| Rollover | Depends on plan — often 1-year carryforward; some “use it or lose it” |
HSA vs Traditional Group Benefits
| Feature | HSA | Traditional group benefits plan |
|---|---|---|
| Coverage structure | Dollar limit (spend on anything eligible) | Percentage of specific expense categories |
| Employee flexibility | ✅ High | ❌ Fixed to plan categories |
| Prescription drugs | ✅ Yes (eligible expense) | ✅ Often 80–100% to limit |
| Dental | ✅ Yes | ✅ Often 80% |
| Physiotherapy | ✅ Yes | ✅ Up to set maximum |
| Out-of-pocket top-up | ✅ Yes | ❌ Gap remains with employee |
| Employer premium cost | Predictable (fixed dollar credit) | Variable (insured; premiums fluctuate) |
| Best for | Wide variety of medical needs | Predictable large-scale claims |
CRA Rules: What Makes a Plan a Qualifying PHSP
| Requirement | Details |
|---|---|
| Must reimburse eligible medical expenses | Per Income Tax Act medical expense list |
| Cannot cover non-health expenses | No salary replacement; no personal expenses |
| Cannot have an element of indemnifying income loss | Payments tied to disability are not PHSP |
| Employer must be a party | Cannot be purely self-funded by employee |
| CRA reference | IT-339R2; Folio S2-F3-C2 |
Eligible Expenses in an HSA
| Category | Examples |
|---|---|
| Dental | Cleanings, fillings, crowns, orthodontics |
| Prescription drugs | Any drugs requiring a prescription |
| Vision | Eye exams, glasses, contact lenses, laser eye surgery |
| Paramedical | Physiotherapy, chiropractor, massage therapy, podiatrist |
| Mental health | Psychologist, registered social worker, psychiatrist |
| Medical devices | Hearing aids, orthotics, CPAP machine |
| Hospital services | Private room, nursing care |
| Lab and diagnostics | Medical tests not covered by provincial health |
| Ambulance | Emergency transport |
| Fertility treatments | Many qualify — confirm with plan administrator |
| Over-the-counter (with Rx) | Certain OTC items with a prescription |
Ineligible Expenses
| Expense | Why ineligible |
|---|---|
| Gym membership | Not a medical expense |
| Cosmetic procedures (no medical basis) | CRA excludes purely cosmetic |
| Vitamins and supplements (no prescription) | Not eligible without prescription |
| Personal care products | Not a medical expense |
| Health club fees | Not a medical expense |
Provinces: Federal vs Quebec Treatment
| Province | HSA reimbursements taxable? | RL-1 reporting |
|---|---|---|
| Ontario, BC, AB, and all others (except QC) | ❌ Not taxable (federal) | No |
| Quebec | ✅ Employer credits are taxable provincially | RL-1 Box J |
HSA and the Medical Expense Tax Credit (METC)

#### [Action item]
Carry on the health spending account text past its last line.

#### [Records]
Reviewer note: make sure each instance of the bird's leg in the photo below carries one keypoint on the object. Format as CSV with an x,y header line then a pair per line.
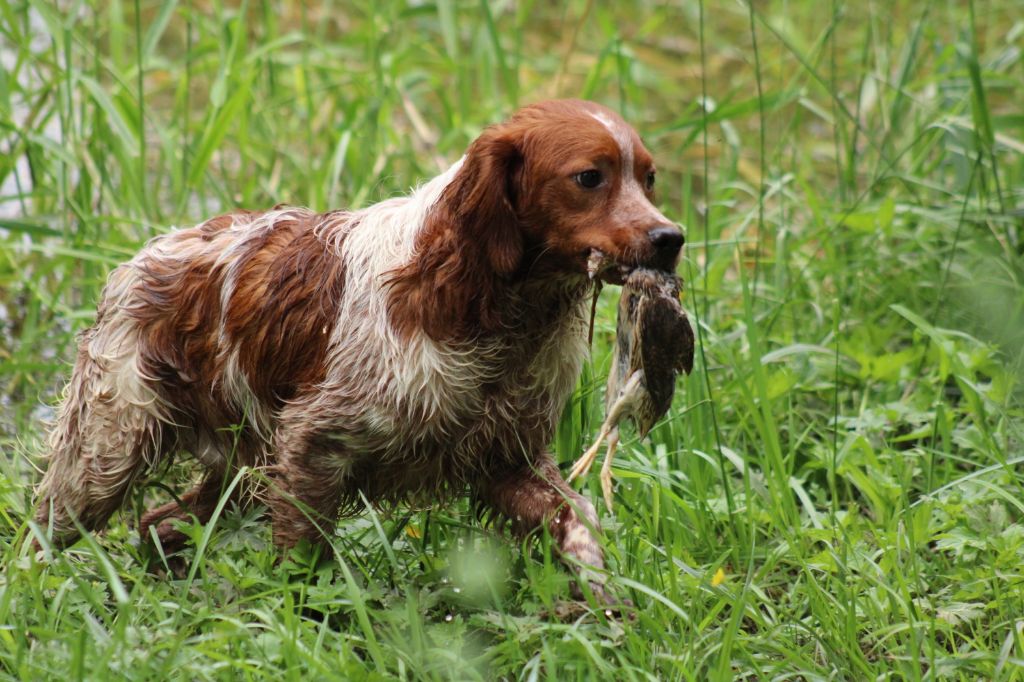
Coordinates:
x,y
606,468
609,429
582,467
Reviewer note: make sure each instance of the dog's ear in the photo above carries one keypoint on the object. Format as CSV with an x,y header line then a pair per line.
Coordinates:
x,y
483,198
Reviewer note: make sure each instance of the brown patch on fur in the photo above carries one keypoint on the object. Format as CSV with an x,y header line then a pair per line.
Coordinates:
x,y
284,309
469,247
515,212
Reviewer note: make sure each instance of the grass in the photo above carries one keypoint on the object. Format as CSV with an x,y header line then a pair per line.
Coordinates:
x,y
848,452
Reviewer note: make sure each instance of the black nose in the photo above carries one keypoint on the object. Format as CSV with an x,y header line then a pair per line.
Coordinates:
x,y
668,242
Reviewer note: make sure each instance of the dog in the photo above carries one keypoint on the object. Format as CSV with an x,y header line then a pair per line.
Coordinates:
x,y
410,351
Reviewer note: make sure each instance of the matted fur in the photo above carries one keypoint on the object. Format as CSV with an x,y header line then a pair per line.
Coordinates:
x,y
415,349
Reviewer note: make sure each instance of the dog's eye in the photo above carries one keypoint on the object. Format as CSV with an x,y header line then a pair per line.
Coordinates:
x,y
589,179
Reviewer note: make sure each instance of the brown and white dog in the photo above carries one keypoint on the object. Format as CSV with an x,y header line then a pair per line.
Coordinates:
x,y
411,350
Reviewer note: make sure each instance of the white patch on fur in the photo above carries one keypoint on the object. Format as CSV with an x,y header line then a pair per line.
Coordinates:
x,y
236,388
633,193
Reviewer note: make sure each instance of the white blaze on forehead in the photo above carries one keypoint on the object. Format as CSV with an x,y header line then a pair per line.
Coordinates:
x,y
621,133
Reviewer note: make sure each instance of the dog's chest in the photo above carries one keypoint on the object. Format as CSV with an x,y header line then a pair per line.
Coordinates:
x,y
451,406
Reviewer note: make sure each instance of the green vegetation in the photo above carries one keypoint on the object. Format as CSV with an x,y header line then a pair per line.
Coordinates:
x,y
849,452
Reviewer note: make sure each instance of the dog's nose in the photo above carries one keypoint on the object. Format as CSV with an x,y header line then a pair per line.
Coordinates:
x,y
668,241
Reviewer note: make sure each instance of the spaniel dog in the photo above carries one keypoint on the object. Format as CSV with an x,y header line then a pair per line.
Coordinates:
x,y
412,350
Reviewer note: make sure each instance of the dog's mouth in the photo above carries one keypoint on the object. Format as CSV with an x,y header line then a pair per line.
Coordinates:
x,y
602,267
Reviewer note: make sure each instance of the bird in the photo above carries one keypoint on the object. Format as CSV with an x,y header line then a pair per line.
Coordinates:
x,y
653,343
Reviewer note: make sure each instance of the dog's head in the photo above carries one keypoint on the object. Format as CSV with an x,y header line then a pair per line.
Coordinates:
x,y
565,180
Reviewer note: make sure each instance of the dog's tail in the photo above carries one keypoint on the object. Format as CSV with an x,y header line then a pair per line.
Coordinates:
x,y
108,431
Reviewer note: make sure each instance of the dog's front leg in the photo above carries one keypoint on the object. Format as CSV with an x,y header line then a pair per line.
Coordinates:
x,y
536,495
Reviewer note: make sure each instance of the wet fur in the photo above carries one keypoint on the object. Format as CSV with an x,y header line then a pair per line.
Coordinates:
x,y
414,350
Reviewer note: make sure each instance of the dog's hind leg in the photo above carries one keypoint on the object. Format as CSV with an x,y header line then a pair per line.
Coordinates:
x,y
108,432
200,502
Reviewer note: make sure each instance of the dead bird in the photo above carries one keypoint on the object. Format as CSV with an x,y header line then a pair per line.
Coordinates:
x,y
653,343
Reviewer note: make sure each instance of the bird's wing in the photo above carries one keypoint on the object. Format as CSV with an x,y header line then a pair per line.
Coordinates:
x,y
660,333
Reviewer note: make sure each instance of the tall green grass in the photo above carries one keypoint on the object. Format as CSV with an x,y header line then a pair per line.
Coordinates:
x,y
848,452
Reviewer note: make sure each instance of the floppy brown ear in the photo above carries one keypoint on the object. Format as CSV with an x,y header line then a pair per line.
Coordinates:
x,y
482,199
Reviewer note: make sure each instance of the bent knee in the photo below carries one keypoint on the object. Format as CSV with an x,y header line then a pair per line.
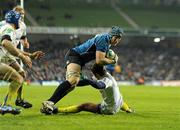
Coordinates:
x,y
73,81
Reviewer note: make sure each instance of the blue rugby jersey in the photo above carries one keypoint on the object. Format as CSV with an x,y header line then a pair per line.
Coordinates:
x,y
88,49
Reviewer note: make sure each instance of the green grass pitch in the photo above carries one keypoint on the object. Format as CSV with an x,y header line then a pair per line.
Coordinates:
x,y
157,108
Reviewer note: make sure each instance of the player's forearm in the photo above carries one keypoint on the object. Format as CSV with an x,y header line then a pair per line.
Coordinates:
x,y
104,61
10,48
25,53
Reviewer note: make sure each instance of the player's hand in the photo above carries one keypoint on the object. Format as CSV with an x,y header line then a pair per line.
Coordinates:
x,y
116,59
26,60
37,55
25,43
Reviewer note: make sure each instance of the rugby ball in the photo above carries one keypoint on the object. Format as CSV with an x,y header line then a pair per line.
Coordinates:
x,y
110,54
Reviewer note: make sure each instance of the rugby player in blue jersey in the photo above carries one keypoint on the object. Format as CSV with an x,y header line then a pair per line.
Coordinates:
x,y
92,49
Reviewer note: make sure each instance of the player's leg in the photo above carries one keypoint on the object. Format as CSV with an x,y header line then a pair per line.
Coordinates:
x,y
89,107
19,100
119,98
94,83
72,78
7,73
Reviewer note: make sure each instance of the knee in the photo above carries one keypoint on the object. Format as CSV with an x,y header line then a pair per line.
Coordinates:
x,y
73,81
19,79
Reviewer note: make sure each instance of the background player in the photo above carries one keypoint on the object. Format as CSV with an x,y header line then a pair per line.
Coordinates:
x,y
7,73
12,61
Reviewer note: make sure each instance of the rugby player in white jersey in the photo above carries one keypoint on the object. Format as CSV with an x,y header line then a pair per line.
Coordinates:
x,y
7,48
112,98
20,34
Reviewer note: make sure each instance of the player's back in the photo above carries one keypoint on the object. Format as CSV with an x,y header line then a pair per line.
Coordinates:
x,y
100,41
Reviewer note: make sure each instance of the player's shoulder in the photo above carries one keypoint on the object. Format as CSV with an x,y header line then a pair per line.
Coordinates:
x,y
22,24
3,22
7,28
103,37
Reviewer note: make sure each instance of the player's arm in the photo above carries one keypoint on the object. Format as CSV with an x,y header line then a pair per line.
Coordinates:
x,y
34,55
25,42
7,44
102,60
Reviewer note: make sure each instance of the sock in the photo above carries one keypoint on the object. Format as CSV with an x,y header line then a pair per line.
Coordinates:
x,y
63,89
70,109
125,107
19,94
13,87
93,83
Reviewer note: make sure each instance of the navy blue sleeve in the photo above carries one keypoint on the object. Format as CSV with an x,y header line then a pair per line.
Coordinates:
x,y
101,44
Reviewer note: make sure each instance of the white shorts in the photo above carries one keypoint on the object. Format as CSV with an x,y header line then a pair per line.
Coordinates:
x,y
112,98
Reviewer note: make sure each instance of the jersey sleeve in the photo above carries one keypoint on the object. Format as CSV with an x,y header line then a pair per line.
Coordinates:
x,y
24,29
101,44
7,34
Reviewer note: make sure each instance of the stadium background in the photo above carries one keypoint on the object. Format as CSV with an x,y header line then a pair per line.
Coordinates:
x,y
149,53
149,50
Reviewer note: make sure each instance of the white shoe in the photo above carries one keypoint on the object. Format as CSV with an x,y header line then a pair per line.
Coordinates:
x,y
47,107
108,82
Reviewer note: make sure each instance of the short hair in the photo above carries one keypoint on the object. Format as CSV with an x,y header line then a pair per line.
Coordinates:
x,y
18,8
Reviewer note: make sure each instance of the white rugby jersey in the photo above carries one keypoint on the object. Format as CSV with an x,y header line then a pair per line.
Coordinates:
x,y
6,29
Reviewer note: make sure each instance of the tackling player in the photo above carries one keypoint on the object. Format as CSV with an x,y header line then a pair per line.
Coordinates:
x,y
92,49
112,98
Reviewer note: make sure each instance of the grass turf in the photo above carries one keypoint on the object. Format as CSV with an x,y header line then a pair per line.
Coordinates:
x,y
156,108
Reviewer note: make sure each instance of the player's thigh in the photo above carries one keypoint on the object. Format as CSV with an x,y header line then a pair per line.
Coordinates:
x,y
73,73
18,68
7,73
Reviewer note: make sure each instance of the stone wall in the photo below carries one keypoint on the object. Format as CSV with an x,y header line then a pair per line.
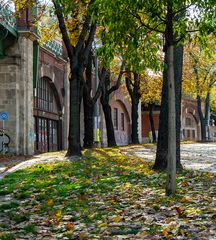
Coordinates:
x,y
16,94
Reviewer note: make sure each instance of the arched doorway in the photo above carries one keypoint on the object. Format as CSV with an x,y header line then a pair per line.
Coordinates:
x,y
121,122
47,117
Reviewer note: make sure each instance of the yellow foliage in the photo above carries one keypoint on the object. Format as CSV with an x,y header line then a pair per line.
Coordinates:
x,y
151,88
199,68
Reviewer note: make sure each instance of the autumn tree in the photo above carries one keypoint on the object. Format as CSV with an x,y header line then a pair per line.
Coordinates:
x,y
199,78
78,52
109,84
151,95
135,46
168,18
89,100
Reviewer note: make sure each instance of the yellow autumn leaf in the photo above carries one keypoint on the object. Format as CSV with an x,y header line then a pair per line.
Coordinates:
x,y
69,226
186,200
117,219
102,225
88,181
59,215
166,232
50,202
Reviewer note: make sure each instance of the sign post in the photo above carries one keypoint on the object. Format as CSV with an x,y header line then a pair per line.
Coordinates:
x,y
4,117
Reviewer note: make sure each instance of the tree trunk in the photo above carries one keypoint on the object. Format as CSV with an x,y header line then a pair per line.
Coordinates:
x,y
88,141
151,120
134,92
202,119
74,147
162,144
88,104
207,113
171,158
134,118
109,123
178,66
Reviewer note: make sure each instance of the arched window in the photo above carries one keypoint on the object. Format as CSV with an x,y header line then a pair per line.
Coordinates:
x,y
47,117
45,97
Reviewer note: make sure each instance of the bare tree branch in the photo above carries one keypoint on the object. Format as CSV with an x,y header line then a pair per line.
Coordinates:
x,y
118,82
63,29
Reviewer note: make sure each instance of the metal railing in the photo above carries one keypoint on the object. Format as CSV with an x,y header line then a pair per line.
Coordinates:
x,y
54,47
8,20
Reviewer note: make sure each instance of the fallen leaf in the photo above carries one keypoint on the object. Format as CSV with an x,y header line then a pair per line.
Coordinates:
x,y
117,219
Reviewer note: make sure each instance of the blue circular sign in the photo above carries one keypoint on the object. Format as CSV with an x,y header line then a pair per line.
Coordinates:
x,y
4,116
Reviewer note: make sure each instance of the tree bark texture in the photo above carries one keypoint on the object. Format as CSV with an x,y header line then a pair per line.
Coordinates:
x,y
151,120
134,117
88,105
202,119
162,143
171,158
109,124
74,147
134,92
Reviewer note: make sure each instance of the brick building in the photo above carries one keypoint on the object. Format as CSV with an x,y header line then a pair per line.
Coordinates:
x,y
190,124
34,92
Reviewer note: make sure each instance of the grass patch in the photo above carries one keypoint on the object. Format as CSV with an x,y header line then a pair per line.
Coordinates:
x,y
9,205
105,194
30,228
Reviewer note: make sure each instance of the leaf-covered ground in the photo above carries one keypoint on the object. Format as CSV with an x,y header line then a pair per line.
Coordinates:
x,y
105,195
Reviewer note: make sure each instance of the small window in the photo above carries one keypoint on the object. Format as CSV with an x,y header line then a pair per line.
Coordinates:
x,y
115,118
188,121
44,95
188,133
122,121
193,134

#### [Output for this exercise]
| Scenario | Can employee claim METC? |
|---|---|
| HSA reimbursed the expense | ❌ No — cannot claim expenses paid tax-free |
| Employee paid out-of-pocket (HSA depleted) | ✅ Yes — unreimbursed employee expenses |
| HSA partially covered an expense | ✅ Yes — only the unreimbursed remainder |
Unused HSA Balance
| Scenario | Common plan treatment |
|---|---|
| Unused at Dec 31 of plan year | Often carried forward 1 year |
| Unused after carry-forward year | Forfeited (“use it or lose it”) |
| Employee leaves employer | Typically forfeited or prorated |
| Multi-year carry-forward | Some plans allow; confirm with HR |
Self-Employed HSA (PHSP)
| Feature | Details |
|---|---|
| Who can use | Self-employed, sole proprietors, incorporated professionals |
| How it works | Pay plan administration fee to third-party administrator; submit eligible claims |
| Tax treatment | Eligible claims become a business deduction — effectively tax-deductible |
| CRA test | Must be properly structured; maximum premium rules apply for unincorporated |
| Annual benefit (example) | $5,000 of medical expenses × 40% marginal rate = $2,000 in tax saved |
| Administrators | Olympia Benefits, GreenShield, Nexgen Rx, others |
Bottom Line
A Health Spending Account is one of the most tax-efficient components of employer compensation — dollars go in pre-tax from the employer and come out tax-free to the employee, as long as the plan qualifies as a PHSP under CRA rules. The flexibility to spend on any eligible medical expense (dental, vision, physio, mental health, prescriptions) makes HSAs more useful than traditional benefits for employees with diverse or specific health needs. Employees in Quebec should note that provincial income tax applies to employer HSA credits, which reduces — but does not eliminate — the tax advantage of the plan.